**Action item:**
Transcribe each line below without altering anything.

Top of The data

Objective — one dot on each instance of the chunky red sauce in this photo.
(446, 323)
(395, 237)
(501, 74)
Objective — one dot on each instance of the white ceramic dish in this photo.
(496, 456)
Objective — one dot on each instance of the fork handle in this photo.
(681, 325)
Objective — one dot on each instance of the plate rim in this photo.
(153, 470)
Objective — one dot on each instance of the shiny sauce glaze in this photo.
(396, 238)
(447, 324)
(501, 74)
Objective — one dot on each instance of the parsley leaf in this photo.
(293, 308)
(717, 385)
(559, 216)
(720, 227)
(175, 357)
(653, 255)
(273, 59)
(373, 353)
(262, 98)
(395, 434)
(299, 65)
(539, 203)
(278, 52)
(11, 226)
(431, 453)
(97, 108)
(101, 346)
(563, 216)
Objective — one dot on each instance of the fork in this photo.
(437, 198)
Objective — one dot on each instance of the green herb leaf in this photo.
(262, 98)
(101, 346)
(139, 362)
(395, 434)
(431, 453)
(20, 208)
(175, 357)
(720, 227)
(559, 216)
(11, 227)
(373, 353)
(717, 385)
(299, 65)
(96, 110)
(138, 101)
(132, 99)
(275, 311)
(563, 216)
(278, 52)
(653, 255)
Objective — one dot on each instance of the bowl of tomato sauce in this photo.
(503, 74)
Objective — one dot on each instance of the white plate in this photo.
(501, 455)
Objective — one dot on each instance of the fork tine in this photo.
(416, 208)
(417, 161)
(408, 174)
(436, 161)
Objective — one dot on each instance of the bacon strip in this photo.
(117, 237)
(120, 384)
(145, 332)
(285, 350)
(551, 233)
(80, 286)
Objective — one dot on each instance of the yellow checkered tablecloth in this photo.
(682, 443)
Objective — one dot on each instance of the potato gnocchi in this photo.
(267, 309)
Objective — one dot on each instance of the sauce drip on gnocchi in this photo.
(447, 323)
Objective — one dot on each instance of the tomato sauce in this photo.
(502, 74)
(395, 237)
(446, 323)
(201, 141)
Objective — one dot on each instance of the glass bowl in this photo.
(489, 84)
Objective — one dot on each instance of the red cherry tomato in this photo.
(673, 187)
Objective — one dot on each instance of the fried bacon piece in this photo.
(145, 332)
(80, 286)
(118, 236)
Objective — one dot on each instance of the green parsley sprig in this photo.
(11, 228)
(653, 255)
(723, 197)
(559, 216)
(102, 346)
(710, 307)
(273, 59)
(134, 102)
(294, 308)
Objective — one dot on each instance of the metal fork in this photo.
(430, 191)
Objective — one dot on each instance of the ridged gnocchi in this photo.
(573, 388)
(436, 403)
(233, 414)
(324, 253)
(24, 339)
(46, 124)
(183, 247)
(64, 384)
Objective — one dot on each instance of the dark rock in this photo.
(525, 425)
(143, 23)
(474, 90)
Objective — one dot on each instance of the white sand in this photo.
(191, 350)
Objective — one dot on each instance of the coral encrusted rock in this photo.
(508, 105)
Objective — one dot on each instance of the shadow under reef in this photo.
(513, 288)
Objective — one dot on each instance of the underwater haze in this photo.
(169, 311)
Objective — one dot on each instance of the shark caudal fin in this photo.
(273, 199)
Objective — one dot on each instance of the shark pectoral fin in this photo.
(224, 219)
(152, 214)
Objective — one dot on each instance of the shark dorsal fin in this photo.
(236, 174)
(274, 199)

Bottom of The data

**Solution to the exercise:**
Objective — one dot on each instance of the chunky red sauce in this photo.
(446, 323)
(395, 237)
(501, 74)
Objective — one dot on each instance of the white ceramic dish in this photo.
(496, 456)
Objective — one dot on each instance of the fork handle in this photo.
(681, 325)
Objective — one dot on each instance of the plate rim in this photo.
(153, 470)
Objective — one dot on each instance of the shiny sauce glaze in this photo.
(396, 238)
(447, 324)
(501, 74)
Objective — one dot on each instance of the parsley leaf in this photo.
(293, 308)
(717, 385)
(559, 216)
(720, 227)
(175, 357)
(653, 255)
(273, 59)
(373, 353)
(262, 98)
(395, 434)
(299, 65)
(539, 203)
(278, 52)
(11, 226)
(431, 453)
(97, 108)
(101, 346)
(563, 216)
Objective — one dot on each instance of the fork in this photo.
(437, 198)
Objective — one dot on each instance of the green herb leaf in this photo.
(262, 98)
(101, 346)
(139, 362)
(395, 434)
(431, 453)
(20, 208)
(175, 357)
(720, 227)
(559, 216)
(11, 227)
(373, 353)
(717, 385)
(299, 65)
(96, 110)
(138, 101)
(132, 99)
(275, 311)
(563, 216)
(278, 52)
(653, 255)
Objective — one dot on each instance of the bowl of tomato sauce in this photo.
(503, 74)
Objective — one dot on each instance of the white plate in this photo.
(501, 455)
Objective — one dot on each instance of the fork tine in this photo.
(416, 208)
(417, 161)
(408, 174)
(436, 161)
Objective — one dot on each instance of the bacon strip in this photo.
(117, 237)
(120, 384)
(145, 332)
(285, 350)
(551, 233)
(80, 286)
Objective — one dot on each instance of the yellow checkered tablecloth in this photo.
(682, 443)
Objective — one dot on each instance of the potato gnocchi in this photo.
(267, 309)
Objective — one dot on each instance of the sauce drip on gnocchi in this photo.
(447, 323)
Objective — one dot on each instance of the tomato sauce in this photo.
(502, 74)
(395, 237)
(446, 323)
(201, 141)
Objective — one dot on each instance of the glass bowl in this photo.
(489, 84)
Objective — one dot on each instance of the red cherry tomato in this photo.
(673, 187)
Objective — one dot on each instance of the fried bacon piece in this photo.
(145, 332)
(80, 286)
(118, 236)
Objective — one dot on each instance of the green parsley sprig in this photo.
(11, 228)
(653, 255)
(723, 197)
(559, 216)
(102, 346)
(710, 307)
(273, 59)
(134, 102)
(294, 308)
Objective — one dot on each instance of the metal fork in this photo.
(430, 191)
Objective — one dot on each instance of the ridged gnocchi in this photo.
(573, 388)
(436, 403)
(233, 414)
(324, 253)
(24, 339)
(46, 124)
(183, 247)
(64, 384)
Objective — one dot on each instance of the dark rock in this photo.
(525, 425)
(143, 23)
(474, 90)
Objective — one dot on each instance of the white sand in this photo.
(191, 350)
Objective — one dot on each instance of the coral encrusted rock in this photo.
(508, 105)
Objective — one dot on each instance of the shadow under reef in this photo.
(513, 288)
Objective — one dot on each instance of the underwater haze in this photo.
(169, 311)
Objective — one dot on each instance of the shark caudal fin in this photo.
(273, 199)
Objective — one dot on each instance of the shark pectoral fin in this photo.
(224, 219)
(152, 214)
Objective — one dot on each instance of the shark dorsal fin in this photo.
(236, 174)
(274, 199)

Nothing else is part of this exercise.